=== Data for this task ===
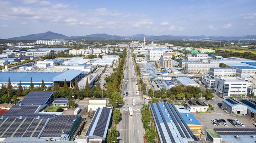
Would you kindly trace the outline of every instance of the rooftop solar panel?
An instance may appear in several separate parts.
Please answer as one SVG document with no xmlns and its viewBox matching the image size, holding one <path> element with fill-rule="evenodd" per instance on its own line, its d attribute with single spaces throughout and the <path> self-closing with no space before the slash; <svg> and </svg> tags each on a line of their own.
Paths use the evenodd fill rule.
<svg viewBox="0 0 256 143">
<path fill-rule="evenodd" d="M 164 135 L 164 133 L 162 131 L 162 127 L 161 127 L 161 125 L 160 124 L 160 123 L 159 122 L 159 120 L 158 119 L 158 116 L 156 115 L 156 112 L 155 110 L 155 107 L 154 107 L 153 103 L 152 103 L 152 102 L 151 103 L 150 105 L 151 105 L 151 107 L 152 108 L 152 110 L 153 110 L 153 113 L 154 113 L 154 115 L 155 118 L 156 119 L 156 124 L 157 124 L 158 127 L 158 128 L 159 129 L 159 131 L 160 132 L 160 135 L 161 135 L 161 138 L 162 138 L 162 140 L 163 143 L 167 143 L 167 142 L 166 141 L 166 139 L 165 139 L 165 137 Z"/>
<path fill-rule="evenodd" d="M 7 111 L 7 113 L 34 113 L 39 105 L 14 105 Z"/>
<path fill-rule="evenodd" d="M 22 104 L 45 104 L 53 94 L 52 91 L 31 91 L 20 103 Z"/>
<path fill-rule="evenodd" d="M 57 98 L 55 99 L 55 101 L 67 101 L 69 100 L 68 98 Z"/>
<path fill-rule="evenodd" d="M 167 132 L 169 135 L 169 136 L 171 139 L 171 141 L 172 143 L 175 143 L 176 142 L 174 140 L 173 136 L 172 136 L 172 133 L 171 132 L 171 130 L 170 130 L 169 126 L 168 126 L 168 124 L 167 124 L 167 122 L 166 121 L 166 120 L 165 120 L 165 118 L 164 116 L 164 114 L 163 114 L 162 110 L 161 109 L 161 108 L 160 107 L 160 106 L 159 106 L 159 104 L 158 104 L 158 102 L 156 102 L 156 105 L 158 108 L 158 110 L 160 112 L 160 114 L 161 114 L 161 116 L 162 117 L 162 119 L 163 121 L 164 121 L 164 124 L 165 126 L 165 128 L 167 130 Z"/>
<path fill-rule="evenodd" d="M 85 133 L 85 136 L 89 136 L 89 134 L 90 134 L 90 132 L 91 132 L 91 130 L 92 128 L 92 126 L 93 126 L 94 124 L 94 122 L 95 122 L 95 120 L 96 120 L 96 118 L 98 115 L 98 114 L 100 111 L 100 108 L 98 108 L 98 109 L 97 109 L 97 110 L 96 110 L 96 112 L 95 112 L 94 114 L 94 117 L 91 122 L 91 123 L 90 123 L 89 127 L 88 127 L 88 128 L 87 129 L 87 131 L 86 131 L 86 133 Z"/>
<path fill-rule="evenodd" d="M 67 104 L 67 101 L 65 100 L 55 100 L 52 103 L 53 104 Z"/>
<path fill-rule="evenodd" d="M 108 128 L 108 125 L 107 125 L 111 109 L 103 107 L 99 119 L 96 125 L 93 135 L 99 137 L 103 137 L 106 128 Z M 108 126 L 106 127 L 106 126 Z"/>
</svg>

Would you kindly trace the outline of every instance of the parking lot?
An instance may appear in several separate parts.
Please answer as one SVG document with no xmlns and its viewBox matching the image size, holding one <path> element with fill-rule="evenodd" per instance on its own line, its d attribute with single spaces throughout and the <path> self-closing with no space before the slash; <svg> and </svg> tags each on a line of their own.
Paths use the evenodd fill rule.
===
Exercise goal
Output as a JSON list of strings, one per line with blank lines omitted, everything in the material from the line containing "the parking lot?" down to the end, both ends included.

Result of this task
[
  "Would you kindly trace the outline of every instance of the parking lot?",
  "An instance may appear in several separate parts.",
  "Please answer as one SVG document with no xmlns and its viewBox matching the image size, holding one <path> element with fill-rule=\"evenodd\" per instance on its own line, its d attribute with single spaces throughout and the <path> self-closing with no space before the slash; <svg> and </svg> tags each on a line of their own.",
  "Paths use the evenodd fill rule."
]